> _Work required_:
Copy all records verbatim, images excluded.

> _Given records_:

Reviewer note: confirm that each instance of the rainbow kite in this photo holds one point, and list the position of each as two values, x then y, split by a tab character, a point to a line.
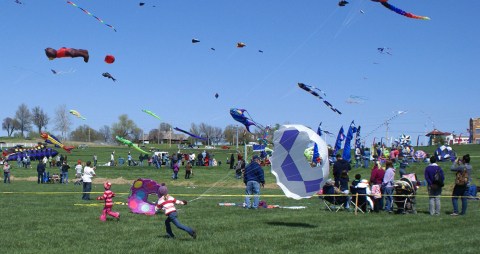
87	12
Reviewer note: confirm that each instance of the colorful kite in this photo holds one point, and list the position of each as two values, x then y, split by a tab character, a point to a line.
190	134
138	199
313	90
399	11
55	141
130	144
151	113
67	52
87	12
109	59
356	99
240	115
384	51
296	175
36	153
108	75
77	114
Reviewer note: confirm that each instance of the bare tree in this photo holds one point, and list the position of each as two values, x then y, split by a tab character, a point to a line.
40	118
24	119
63	121
105	133
10	125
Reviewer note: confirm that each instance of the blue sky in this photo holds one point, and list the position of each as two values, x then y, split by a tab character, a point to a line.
432	72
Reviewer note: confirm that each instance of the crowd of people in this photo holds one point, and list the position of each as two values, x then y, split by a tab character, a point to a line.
381	188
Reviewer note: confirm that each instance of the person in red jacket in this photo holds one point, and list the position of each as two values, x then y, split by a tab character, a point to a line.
108	197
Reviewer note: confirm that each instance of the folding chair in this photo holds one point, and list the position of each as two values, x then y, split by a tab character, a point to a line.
362	203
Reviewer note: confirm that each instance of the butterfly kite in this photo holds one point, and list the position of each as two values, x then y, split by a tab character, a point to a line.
87	12
315	92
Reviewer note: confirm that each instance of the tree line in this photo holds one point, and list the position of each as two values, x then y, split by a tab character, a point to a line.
31	122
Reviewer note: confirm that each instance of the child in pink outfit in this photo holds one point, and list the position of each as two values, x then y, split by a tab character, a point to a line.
108	197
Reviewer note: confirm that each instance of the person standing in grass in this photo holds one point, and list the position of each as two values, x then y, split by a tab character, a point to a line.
108	197
94	160
166	203
463	177
65	168
388	183
434	190
88	174
175	170
252	178
376	178
188	170
6	172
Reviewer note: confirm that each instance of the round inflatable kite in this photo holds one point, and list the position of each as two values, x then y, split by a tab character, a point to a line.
298	176
138	199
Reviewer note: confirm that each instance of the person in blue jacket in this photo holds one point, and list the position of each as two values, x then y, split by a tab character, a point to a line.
252	178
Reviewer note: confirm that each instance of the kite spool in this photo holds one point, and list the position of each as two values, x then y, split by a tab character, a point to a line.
138	199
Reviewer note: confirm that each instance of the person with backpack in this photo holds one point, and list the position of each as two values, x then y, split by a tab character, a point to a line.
435	179
463	171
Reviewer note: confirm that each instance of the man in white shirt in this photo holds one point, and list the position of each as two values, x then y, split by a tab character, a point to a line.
88	174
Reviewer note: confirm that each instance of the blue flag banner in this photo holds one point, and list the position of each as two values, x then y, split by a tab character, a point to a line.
346	147
358	143
319	130
338	143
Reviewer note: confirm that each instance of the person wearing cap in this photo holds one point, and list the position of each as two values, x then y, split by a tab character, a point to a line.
166	203
41	167
6	172
108	197
339	167
252	178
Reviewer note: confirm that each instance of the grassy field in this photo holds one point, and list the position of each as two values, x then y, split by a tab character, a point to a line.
52	218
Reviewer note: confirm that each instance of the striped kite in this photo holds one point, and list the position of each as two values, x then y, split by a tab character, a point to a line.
399	11
77	114
87	12
151	113
188	133
313	90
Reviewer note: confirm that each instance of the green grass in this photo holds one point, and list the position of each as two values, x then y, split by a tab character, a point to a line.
45	218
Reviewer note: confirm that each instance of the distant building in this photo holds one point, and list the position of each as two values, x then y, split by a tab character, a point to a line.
435	137
474	130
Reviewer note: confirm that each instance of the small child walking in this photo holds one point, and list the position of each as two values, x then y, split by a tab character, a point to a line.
188	170
166	203
108	197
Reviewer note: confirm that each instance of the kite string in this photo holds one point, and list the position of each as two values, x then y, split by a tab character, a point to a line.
292	53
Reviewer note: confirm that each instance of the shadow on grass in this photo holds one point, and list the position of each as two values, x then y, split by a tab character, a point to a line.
290	224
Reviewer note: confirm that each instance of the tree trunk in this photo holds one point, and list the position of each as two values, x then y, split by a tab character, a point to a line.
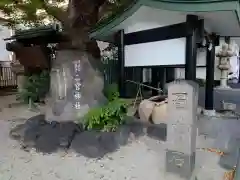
62	101
82	15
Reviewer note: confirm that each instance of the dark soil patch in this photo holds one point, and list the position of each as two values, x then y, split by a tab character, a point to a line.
48	137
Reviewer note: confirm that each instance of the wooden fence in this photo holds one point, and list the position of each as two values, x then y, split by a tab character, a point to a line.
7	78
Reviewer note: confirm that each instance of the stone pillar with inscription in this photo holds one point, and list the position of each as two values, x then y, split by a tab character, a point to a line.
181	129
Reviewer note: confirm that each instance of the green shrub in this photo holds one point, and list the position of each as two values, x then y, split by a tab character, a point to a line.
111	92
35	87
108	117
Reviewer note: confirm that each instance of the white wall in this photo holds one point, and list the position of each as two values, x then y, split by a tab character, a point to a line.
4	33
148	18
168	52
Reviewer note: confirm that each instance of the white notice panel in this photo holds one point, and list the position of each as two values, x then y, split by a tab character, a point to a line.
168	52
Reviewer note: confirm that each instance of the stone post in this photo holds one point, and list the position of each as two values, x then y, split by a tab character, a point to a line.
18	69
181	129
224	55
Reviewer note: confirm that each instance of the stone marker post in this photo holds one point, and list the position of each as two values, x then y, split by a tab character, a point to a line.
181	129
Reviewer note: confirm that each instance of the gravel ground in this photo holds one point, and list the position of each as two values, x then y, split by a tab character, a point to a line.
129	162
141	159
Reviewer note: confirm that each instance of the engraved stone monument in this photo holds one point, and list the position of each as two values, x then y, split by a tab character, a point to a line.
181	129
76	86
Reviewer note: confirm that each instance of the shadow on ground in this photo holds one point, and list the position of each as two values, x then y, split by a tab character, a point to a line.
49	137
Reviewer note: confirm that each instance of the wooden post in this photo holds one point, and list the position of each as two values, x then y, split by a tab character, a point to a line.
210	61
121	57
191	48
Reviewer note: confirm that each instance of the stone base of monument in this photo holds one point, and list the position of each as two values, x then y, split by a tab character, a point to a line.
209	113
180	164
223	87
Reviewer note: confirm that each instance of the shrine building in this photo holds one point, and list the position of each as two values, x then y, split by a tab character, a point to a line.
173	38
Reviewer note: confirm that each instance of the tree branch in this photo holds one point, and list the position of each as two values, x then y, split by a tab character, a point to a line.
56	12
7	21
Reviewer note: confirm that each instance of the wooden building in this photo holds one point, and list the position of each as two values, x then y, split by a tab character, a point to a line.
167	34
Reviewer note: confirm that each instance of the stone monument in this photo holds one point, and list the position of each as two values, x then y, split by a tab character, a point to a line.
181	129
18	70
75	87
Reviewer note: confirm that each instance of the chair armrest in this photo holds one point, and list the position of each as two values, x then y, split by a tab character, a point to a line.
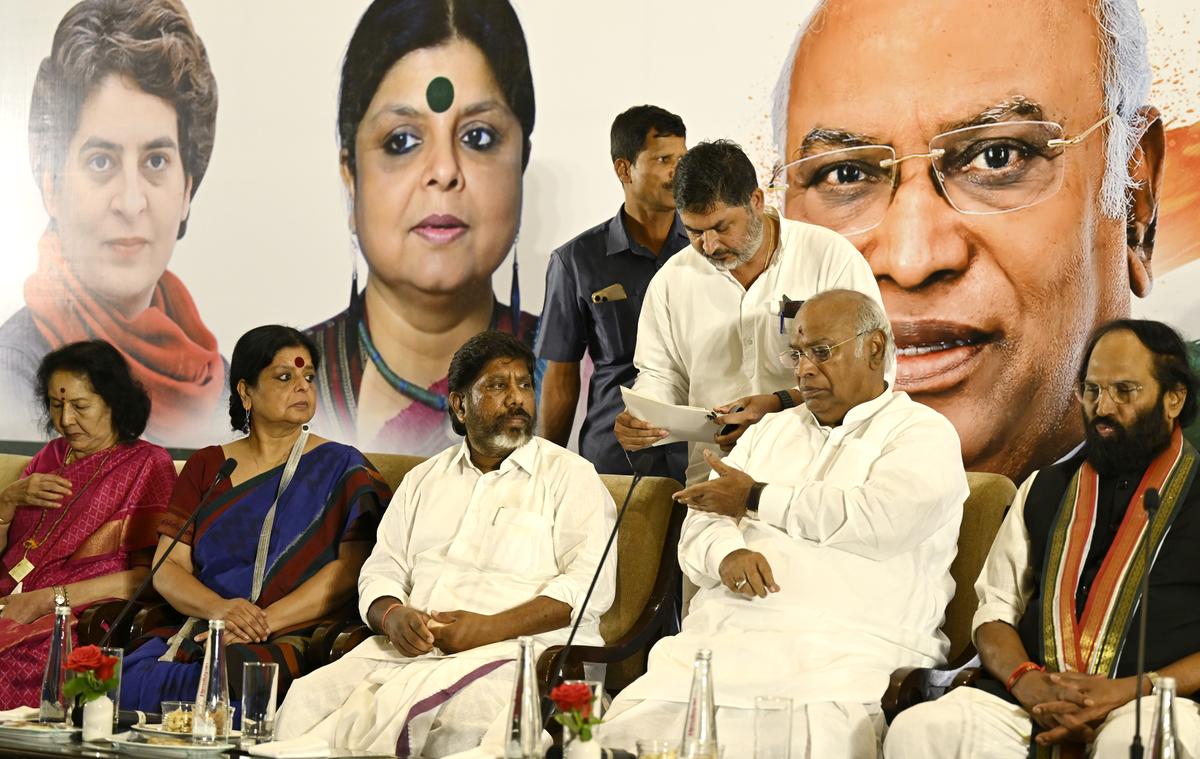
966	676
154	616
346	640
96	620
906	687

> _Completed task_:
Reviewer note: confirm that each instance of the rainbow kite in this photo holds one point, and list the position of each as two values, x then y, split by a tab character, a point to a line.
87	12
Reviewer note: confirm that each instance of the colorful kite in this photo holds one point, and list the position of each as two values, x then y, split by a tab character, a point to a line.
190	134
138	199
313	90
399	11
55	141
130	144
151	113
67	52
87	12
109	59
356	99
240	115
384	51
296	175
36	153
108	75
77	114
Reviewer note: confirm that each instance of the bare tree in this photo holds one point, and list the position of each as two values, x then y, split by a tab character, a point to a line.
40	118
24	119
63	121
105	133
10	125
Reviewer note: confirm that each instance of the blue sky in this photo holds one point, and list the position of each as two values, x then y, split by a tab character, a point to a line.
432	72
Reviewer note: confirm that each instance of the crowd of people in this photo holds one point, and list the position of each as two values, x then y, split by a tab character, a point to a line.
381	188
Reviewer note: confirm that each instance of the person in red jacket in this photo holds one point, and list the position of each as two values, x then y, split by a tab character, a point to a line.
108	197
Reviewer note: confirm that each instance of the folding chair in this photo holds one point, and list the position of each as two values, x then y, split by a tab character, a point to a line.
362	203
Reviewer note: confirm that each instance of the butterfly kite in this photo holds one point, and list the position of each as two values, x then y, split by a tab character, a point to a line.
87	12
315	92
Reviewer note: confirm that each instance of the tree line in this photo holds one point, and list the position of each as two values, x then y, split by a tab character, a point to a line.
31	122
Reviewer note: confirm that each instance of the child in pink outfit in this photo holds one point, and list the position of each as two values, x then y, split by a tab character, a point to a line.
108	197
Reviewer note: confirm that each instance of the person standing in grass in this photo holds one point, and list the position of each as two values, x then y, split by a tab character, a point to a line.
108	197
94	160
166	203
463	177
65	168
388	183
434	190
88	174
175	170
252	178
376	178
188	170
6	172
Reviewer note: confirm that each instance of the round inflatable kite in this photo holds one point, and list the position of each as two values, x then y, split by a tab character, a point to a line.
298	176
138	199
Reviewer note: confirm that each instance of the person in blue jacket in this photo holds one point, and list the position of each as two values, x then y, split by a tab character, a point to a line.
252	178
Reviewer note: confirm that each instance of the kite spool in this photo holds one point, and list the position of each as two values, x then y, split by a tab character, a point to a line.
138	199
Reviewer note: confirm that each instance of the person with backpack in this photo holds one point, and list the position of each as two values, x then y, split by a tab character, a point to a line.
435	179
463	171
Reviewer note: confirm that each instance of the man in white shirt in this photo holds one point, and list the position of each as two values, x then y, split by a tab character, a point to a line.
88	174
Reviewer note: confirm that each instance of the blue flag banner in this photo holds one point, and list the position of each as two values, x then y, split by a tab character, a point to a line.
346	147
358	143
319	130
338	143
Reviewer note: confirm that each instance of the person wearing cap in this photo holds one point, and list the position of each as two values, x then y, split by a tab character, a point to a line.
166	203
41	167
6	172
108	197
339	167
252	178
Reviewer note: confirm that each instance of the grassy field in this photo holds one point, and list the position of each as two values, x then y, split by a tab character, a point to a line.
52	218
Reviewer note: confirm that each instance of the striped kite in this photo holds one point, and list the position of each as two values, x then y, split by a tab character, a point to a line.
399	11
77	114
87	12
151	113
188	133
313	90
Reviewer note: confirm that each instance of the green grass in this photo holds one point, and list the position of each as two values, x then y, split by a tab character, a point to a line.
45	218
Reviewer note: confirm that each instance of the distant building in this photo holds one point, and list the position of each as two values, x then y, split by a tab character, a point to a line.
435	137
474	130
Reviewer note: confirm that each instance of the small child walking in this photo holds one point, and list the position of each as two values, x then y, split by a tab character, a point to a line.
188	170
166	203
108	197
Reviewer note: confirm that each instance of the kite string in this photo holds one point, and list the position of each as two values, x then y, split by a tab character, a point to a line.
292	53
Reviewer note: confirm that each instance of the shadow on grass in this photo holds one point, and list the position of each as two values, x then y, split by a tab character, a point to a line.
290	224
Reviewer note: confirm that each instance of the tree trunk in this photo holds one point, and list the position of each as two values, x then y, split by a tab character, a point to a line.
62	101
82	15
Reviewer note: confirm that each instance of the dark soil patch in this photo holds one point, and list the position of each as two values, x then y, split by a tab character, a point to a line.
48	137
Reviewer note: confirm that each instance of the wooden fence in this photo holds one point, and list the position of each as two values, x then y, split by a tab character, a point to a line.
7	78
Reviewer note: confirm that each instance of the stone pillar with inscription in this photo holds one point, and list the position of each as two values, x then y, split by a tab character, a point to a line.
181	129
Reviewer note: confirm that each instance of the green shrub in this photo holds one point, and list the position of each as two values, x then y, split by a tab character, a point to a line.
111	92
35	87
108	117
Reviewer note: confirm that each instance of the white wall in this photo holds one point, and list the position of each as two values, x then y, split by a tab character, a point to a line.
4	33
148	18
168	52
Reviewer note: confirm that each instance of the white notice panel in this photo holds one point, and list the position of each as two values, x then y, split by a tab character, a point to a line.
168	52
Reviewer note: confirm that each instance of the stone post in this photo holds one point, and list the position of each as two values, x then y, split by a tab character, a point to a line.
18	69
181	129
224	55
Reviewer note: confirm that each instance of the stone marker post in this photo holds one point, and list the position of each as two values, x then y, split by a tab character, a point to a line.
181	129
Reviewer note: confirm that each instance of the gravel ground in this photo holds one point, and list the position of each as two values, x then y, split by a tab character, a point to a line.
129	162
141	159
Reviewer note: confirm that each instance of the engraved stone monument in this photo holds one point, and list the position of each as two values, x then y, split by a tab character, a point to a line.
181	129
76	86
Reviewer note: confirm that each instance of the shadow on ground in this photo holds one point, and list the position of each as two values, x then y, split by a tab character, a point to a line.
49	137
Reviewer note: confirm that each instance of the wooden post in this photo holds one point, and list the position of each as two values, x then y, split by a tab character, a point to a line.
210	61
121	57
191	48
Reviewer note: confirm that each instance of the stone base of monument in this photo holds one point, and list the position of each as two values, x then y, split by a tab character, a point to a line.
209	113
180	164
223	87
Reviewer note: confirm that each instance of the shrine building in this photo holds one point, and list the position of each as two values, x then y, split by a tab character, a point to a line.
173	38
Reviewer note: confirm that each instance of the tree branch in this photo holds one point, and list the position of each as two values, x then y, split by a tab character, a point to a line.
56	12
7	21
Reviewer note: confirm that each instance of the wooden building in this photo holds one point, and list the position of each as two values, x then y, split by a tab character, a point to a line.
167	34
Reviewer note: confirm that each instance of the stone monument in this photo holds one point, and list the position of each as two values, x then y, split by a tab character, a point to a line.
181	129
18	70
75	87
Reviewer note: confirm that each instance of the chair armrest in this photo holds one point, and list the position of each as two values, x then y, split by a tab character, a point to a line.
966	676
154	616
346	640
96	620
906	687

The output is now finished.